Sunday, August 22, 2021

Image and Reality: A Meditation on Mark 7 for the Season of Pentecost


Then the Pharisees and scribes asked him,

Why walk not thy disciples according to the tradition of the elders,

but eat bread with unwashen hands?

He answered and said unto them,

Well hath Esaias prophesied of you hypocrites, as it is written,

This people honoureth me with their lips,

but their heart is far from me.

Howbeit in vain do they worship me,

teaching for doctrines the commandments of men.

 

In Mark 7, a conflict emerged between the apparent relative righteousness of the Pharisees and Jesus’ disciples.  The Pharisees had inherited (and likely adapted or added to) a rabbinical tradition regarding washing one’s hands before eating.  Keep in mind that this had nothing to do with modern notions of sanitation or microbiology, but rather in presenting an image of holiness separated from the world around them.  The Pharisee washed his hands because he did not want to be seen as polluted with the unclean things around him, such as the market place, or the common work of common people, or even of the common people themselves.  Such ceremonial washing was a show of their own holiness, and by direct implication, a judgment upon the unholiness of those around them.  Thus their inquisition of Jesus about His disciples’ eating patterns was not about the propriety of the ceremony itself, but rather a self-justifying attack on Jesus to show how much better they were than Him.

▶ Problem set:
A. Reproduce the Mark 7 meditation from "Sunday, August 22, 2021" up to and including "with unwashen hands?".
B. In the meditation on Mark 7, what tradition had the Pharisees inherited?
Rely only on the text for this work.

▶ Given entries:

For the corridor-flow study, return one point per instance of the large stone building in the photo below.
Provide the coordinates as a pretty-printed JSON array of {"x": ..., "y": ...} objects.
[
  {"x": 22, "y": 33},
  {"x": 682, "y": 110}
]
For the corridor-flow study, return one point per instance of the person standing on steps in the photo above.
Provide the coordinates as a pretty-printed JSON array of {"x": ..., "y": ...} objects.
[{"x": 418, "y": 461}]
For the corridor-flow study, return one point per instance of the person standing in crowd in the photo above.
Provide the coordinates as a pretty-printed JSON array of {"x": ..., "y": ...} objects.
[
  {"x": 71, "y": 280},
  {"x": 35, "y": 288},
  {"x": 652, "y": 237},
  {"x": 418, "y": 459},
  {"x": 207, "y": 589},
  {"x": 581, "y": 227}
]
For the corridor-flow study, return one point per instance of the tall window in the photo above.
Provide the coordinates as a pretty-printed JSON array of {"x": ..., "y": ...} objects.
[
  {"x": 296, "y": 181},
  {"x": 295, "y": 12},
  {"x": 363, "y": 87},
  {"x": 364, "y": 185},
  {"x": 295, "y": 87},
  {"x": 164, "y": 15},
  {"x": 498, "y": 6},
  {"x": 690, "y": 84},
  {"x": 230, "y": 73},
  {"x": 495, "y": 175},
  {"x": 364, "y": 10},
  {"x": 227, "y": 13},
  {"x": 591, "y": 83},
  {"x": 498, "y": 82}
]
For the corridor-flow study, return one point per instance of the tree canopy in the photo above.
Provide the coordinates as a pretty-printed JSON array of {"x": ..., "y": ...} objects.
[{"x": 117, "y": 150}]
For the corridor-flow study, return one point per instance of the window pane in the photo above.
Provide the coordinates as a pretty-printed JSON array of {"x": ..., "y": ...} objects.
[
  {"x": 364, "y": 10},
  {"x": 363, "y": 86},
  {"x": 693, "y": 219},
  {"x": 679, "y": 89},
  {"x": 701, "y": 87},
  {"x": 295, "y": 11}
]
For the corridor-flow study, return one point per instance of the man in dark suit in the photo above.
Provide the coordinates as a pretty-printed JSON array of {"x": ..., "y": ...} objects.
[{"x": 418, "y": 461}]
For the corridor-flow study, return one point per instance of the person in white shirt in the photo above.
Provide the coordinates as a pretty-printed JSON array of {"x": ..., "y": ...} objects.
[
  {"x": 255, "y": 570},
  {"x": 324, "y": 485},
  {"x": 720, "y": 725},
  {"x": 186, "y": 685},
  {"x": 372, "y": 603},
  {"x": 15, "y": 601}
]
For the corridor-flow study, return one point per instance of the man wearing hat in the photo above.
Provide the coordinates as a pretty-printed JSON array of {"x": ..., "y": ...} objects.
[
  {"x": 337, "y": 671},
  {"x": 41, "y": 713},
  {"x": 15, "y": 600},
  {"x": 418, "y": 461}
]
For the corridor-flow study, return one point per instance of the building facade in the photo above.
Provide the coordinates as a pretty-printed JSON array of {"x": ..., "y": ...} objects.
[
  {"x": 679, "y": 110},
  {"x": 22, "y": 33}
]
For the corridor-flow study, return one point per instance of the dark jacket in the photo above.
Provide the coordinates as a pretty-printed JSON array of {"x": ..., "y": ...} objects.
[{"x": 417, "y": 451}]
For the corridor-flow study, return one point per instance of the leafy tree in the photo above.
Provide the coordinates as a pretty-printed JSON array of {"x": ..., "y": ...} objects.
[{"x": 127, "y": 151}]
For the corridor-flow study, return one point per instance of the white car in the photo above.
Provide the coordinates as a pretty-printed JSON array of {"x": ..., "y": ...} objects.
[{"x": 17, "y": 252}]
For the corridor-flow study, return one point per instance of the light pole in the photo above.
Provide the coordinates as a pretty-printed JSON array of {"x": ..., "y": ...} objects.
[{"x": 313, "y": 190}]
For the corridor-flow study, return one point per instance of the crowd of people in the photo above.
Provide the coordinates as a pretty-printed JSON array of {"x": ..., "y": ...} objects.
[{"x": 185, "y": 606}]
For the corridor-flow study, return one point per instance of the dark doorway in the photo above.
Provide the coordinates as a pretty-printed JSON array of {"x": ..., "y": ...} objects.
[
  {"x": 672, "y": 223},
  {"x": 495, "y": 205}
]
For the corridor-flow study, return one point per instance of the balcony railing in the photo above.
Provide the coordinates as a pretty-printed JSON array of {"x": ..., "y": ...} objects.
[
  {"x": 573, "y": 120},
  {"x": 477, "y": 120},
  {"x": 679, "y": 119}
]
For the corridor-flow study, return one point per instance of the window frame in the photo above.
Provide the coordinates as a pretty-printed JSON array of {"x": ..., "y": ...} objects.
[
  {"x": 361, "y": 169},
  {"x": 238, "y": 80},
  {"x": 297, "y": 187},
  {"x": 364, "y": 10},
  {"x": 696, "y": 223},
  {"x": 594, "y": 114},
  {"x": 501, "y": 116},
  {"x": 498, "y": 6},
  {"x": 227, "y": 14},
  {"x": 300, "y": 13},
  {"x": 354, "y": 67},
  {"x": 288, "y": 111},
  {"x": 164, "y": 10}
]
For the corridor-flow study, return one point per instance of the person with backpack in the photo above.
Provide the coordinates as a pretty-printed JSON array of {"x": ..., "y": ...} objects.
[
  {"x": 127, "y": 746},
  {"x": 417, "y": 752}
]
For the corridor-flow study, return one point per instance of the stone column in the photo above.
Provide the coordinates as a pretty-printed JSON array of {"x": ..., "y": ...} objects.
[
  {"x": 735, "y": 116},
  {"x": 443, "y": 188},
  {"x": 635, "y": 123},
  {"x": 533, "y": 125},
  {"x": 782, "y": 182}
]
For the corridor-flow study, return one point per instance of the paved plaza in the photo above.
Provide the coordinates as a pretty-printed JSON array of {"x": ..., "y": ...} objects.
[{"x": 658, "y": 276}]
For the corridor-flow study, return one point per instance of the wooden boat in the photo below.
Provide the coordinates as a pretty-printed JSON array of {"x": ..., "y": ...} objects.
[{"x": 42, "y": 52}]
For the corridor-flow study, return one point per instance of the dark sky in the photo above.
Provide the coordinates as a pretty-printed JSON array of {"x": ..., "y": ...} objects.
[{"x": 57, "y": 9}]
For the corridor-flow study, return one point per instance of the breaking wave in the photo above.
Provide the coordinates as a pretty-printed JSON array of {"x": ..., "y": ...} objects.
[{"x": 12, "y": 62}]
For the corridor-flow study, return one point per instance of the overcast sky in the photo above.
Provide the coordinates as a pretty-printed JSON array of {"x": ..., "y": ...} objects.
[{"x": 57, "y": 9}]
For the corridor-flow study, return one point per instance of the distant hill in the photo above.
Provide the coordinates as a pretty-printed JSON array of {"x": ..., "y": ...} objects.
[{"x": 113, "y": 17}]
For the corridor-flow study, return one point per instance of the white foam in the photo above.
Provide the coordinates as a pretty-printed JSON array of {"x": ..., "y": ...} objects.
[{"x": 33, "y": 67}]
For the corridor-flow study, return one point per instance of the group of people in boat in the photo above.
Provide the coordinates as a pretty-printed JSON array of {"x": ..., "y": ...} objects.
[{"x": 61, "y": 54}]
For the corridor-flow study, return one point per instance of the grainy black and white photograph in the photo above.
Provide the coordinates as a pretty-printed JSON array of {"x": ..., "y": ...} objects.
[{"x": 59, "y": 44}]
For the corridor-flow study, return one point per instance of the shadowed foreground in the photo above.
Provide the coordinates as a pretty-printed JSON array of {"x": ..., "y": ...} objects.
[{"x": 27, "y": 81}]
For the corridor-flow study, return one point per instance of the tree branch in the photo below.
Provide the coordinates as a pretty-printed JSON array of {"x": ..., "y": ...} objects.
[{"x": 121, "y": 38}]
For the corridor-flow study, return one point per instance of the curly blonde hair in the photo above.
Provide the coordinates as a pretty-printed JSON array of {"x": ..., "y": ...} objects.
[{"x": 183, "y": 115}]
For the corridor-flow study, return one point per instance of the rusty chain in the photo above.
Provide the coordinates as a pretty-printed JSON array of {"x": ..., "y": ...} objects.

▶ Results in order:
A.
Sunday, August 22, 2021

Image and Reality: A Meditation on Mark 7 for the Season of Pentecost


Then the Pharisees and scribes asked him,

Why walk not thy disciples according to the tradition of the elders,

but eat bread with unwashen hands?

B. A rabbinical tradition regarding washing one's hands before eating.